• [EXERCISE A] Count the lines of the listing below that contain the string "sunlight", treating uppercase and lowercase as distinct, and state only the resulting number.

• [PASSAGE]
==*==
At TICAD, clumsy diplomacy mars controversial Japanese aid project in Mozambique

Japan Today | 3 June 2013

By Dreux Richard
Medium_pacheco
Responding to questions about a letter sent by Mozambique's national farmers' organisation and other groups to the heads of state of Brazil, Japan, and Mozambique, Minister of Transport Paolo Zucula suggested shadowy interests must have been behind it because farmers in Mozambique are mostly illiterate.

During a development forum with the president of Mozambique and several of his ministers in Yokohama on Sunday, one observer asked whether the president was aware of an open letter that a delegation of Mozambican peasant farmers had presented to Japanese Prime Minister Shinzo Abe on Friday; the letter raises concerns about a development scheme funded by Japanese aid organizations.

In response, Minister of Transport Paolo Zucula pointed out that the letter suggested shadowy interests – after all, farmers in Mozambique are mostly illiterate. Caught between the fumble and an incredulous audience, the forum’s interpreter could only equivocate.

The blunder was the latest in a series of mishandlings that have turned one of Japan’s most ambitious aid efforts in Africa, the ProSavana project, into a magnet for criticism and controversy. ProSavana aims to turn Mozambique’s most populous geographical corridor into a global breadbasket by making millions of hectares of land available to multinational agribusiness firms, who are in turn expected to cultivate commodity crops for export. The project is modeled on the unprecedented transformation agribusiness has effected in Brazil’s Cerrado savanna, and Brazil is the third partner in the three party plan.
==*==
• [EXERCISE B] Reproduce the article on the Japanese aid project in Mozambique starting with "Japan Today |" and going on through "because farmers in Mozambique are mostly illiterate.", substituting "Mr. Zucula" for each occurrence of "Paolo Zucula".

• [EXERCISE DATA]
==*==
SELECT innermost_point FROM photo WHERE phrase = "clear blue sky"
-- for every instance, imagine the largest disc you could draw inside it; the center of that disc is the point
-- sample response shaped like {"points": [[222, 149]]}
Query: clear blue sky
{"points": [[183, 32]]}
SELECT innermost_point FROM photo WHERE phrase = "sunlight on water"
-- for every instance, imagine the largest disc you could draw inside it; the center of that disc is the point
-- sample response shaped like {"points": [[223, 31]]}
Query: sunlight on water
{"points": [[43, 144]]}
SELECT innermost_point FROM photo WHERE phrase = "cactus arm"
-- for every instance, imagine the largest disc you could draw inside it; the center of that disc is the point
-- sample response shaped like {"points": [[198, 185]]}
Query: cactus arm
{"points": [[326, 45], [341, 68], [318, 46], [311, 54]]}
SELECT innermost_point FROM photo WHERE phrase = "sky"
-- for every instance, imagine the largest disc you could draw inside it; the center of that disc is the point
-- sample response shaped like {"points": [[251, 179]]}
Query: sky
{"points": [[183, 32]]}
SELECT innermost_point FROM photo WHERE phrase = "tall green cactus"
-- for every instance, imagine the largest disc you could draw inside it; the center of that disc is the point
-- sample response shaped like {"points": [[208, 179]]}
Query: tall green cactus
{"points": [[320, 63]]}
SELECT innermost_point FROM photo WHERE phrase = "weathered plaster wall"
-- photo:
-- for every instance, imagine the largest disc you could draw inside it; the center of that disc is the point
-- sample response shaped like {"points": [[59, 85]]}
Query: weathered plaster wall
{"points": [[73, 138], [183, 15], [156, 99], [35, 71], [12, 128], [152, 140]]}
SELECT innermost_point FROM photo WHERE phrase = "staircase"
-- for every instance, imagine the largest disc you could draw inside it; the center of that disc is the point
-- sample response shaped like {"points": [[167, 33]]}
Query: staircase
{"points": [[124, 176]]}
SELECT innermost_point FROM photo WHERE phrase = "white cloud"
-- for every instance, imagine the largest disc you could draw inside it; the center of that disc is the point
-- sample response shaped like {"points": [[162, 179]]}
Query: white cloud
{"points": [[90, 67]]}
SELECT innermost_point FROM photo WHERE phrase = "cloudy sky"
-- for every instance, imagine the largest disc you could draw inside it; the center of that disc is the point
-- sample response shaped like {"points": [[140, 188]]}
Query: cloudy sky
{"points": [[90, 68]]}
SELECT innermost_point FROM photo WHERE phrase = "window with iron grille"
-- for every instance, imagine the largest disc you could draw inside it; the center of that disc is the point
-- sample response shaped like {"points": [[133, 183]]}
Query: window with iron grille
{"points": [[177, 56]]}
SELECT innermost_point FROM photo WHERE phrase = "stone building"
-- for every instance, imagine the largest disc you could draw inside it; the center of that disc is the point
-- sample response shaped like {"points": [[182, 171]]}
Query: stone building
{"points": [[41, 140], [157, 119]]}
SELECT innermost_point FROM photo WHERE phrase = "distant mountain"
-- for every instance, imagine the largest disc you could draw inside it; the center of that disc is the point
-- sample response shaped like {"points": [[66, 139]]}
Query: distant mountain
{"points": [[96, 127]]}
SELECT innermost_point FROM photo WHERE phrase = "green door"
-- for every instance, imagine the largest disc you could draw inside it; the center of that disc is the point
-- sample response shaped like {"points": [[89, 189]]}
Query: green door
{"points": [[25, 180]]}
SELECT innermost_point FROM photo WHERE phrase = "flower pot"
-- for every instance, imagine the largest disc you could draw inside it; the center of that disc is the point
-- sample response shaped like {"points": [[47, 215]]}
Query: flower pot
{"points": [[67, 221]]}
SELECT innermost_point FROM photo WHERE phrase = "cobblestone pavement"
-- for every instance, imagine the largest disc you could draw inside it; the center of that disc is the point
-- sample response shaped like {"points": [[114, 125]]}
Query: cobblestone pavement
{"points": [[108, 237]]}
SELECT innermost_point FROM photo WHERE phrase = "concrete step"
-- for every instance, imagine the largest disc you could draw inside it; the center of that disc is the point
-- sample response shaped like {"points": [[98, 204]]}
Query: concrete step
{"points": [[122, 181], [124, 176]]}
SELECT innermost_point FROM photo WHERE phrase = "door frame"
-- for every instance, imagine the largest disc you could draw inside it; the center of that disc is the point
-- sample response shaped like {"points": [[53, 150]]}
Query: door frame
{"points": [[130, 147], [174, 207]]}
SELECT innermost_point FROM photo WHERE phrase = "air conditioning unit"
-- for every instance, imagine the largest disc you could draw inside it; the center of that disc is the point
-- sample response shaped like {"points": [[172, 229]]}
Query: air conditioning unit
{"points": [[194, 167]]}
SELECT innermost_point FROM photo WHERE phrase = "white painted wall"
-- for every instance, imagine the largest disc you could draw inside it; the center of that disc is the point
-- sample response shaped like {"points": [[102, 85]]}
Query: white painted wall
==*==
• [CORRECT RESPONSE A] 2

• [CORRECT RESPONSE B]
Japan Today | 3 June 2013

By Dreux Richard
Medium_pacheco
Responding to questions about a letter sent by Mozambique's national farmers' organisation and other groups to the heads of state of Brazil, Japan, and Mozambique, Minister of Transport Mr. Zucula suggested shadowy interests must have been behind it because farmers in Mozambique are mostly illiterate.